There is somewhat of a north/south divide when it comes to the degree to which black-grass is now influencing wheat drilling decisions.
Although this may be a generalisation, with farms both north and south bucking the trend, northern farms have tended to have more crops in the rotation, rather than the wheat, rape, wheat pattern, which developed in the South, says Frontier northern seeds manager David Waite.
The wheat/oilseed rape/wheat rotation contributed to grass-weed problems further south, he says. “They are not rushing to sow in the first half of September. In the North there has been quite a lot of wheat sown in the last couple of weeks and it will carry on for another couple of weeks.
“In the South some wheat has been sown but where there are grass-weed problems they are delaying. Whether this will be enough or we’ll see an increase in spring cropping is an interesting one.”
Saxon Agriculture seed sales director John Shepherd says recent dry weather means black-grass has failed to germinate, delaying drilling by 10 days to a fortnight compared with last year. “There is a significant threat of a bigger spring crop but whether this happens or not I don’t know or whether farmers will carry on drilling more wheat.”
☆ ☆ ☆ ☆ ☆
Problems and tasks:
a) In the passage on black-grass and wheat drilling, copy word for word the text from "There is somewhat" to "manager David Waite.".
b) In the passage on black-grass and wheat drilling, how much has recent dry weather delayed drilling compared with last year, according to John Shepherd?
The rows are separate material, unrelated to the passage on black-grass and wheat drilling.
☆ ☆ ☆ ☆ ☆
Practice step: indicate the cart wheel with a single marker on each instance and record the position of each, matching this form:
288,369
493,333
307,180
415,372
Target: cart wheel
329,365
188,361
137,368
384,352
☆ ☆ ☆ ☆ ☆
Expected outputs:
a)
There is somewhat of a north/south divide when it comes to the degree to which black-grass is now influencing wheat drilling decisions.
Although this may be a generalisation, with farms both north and south bucking the trend, northern farms have tended to have more crops in the rotation, rather than the wheat, rape, wheat pattern, which developed in the South, says Frontier northern seeds manager David Waite.

b) By 10 days to a fortnight.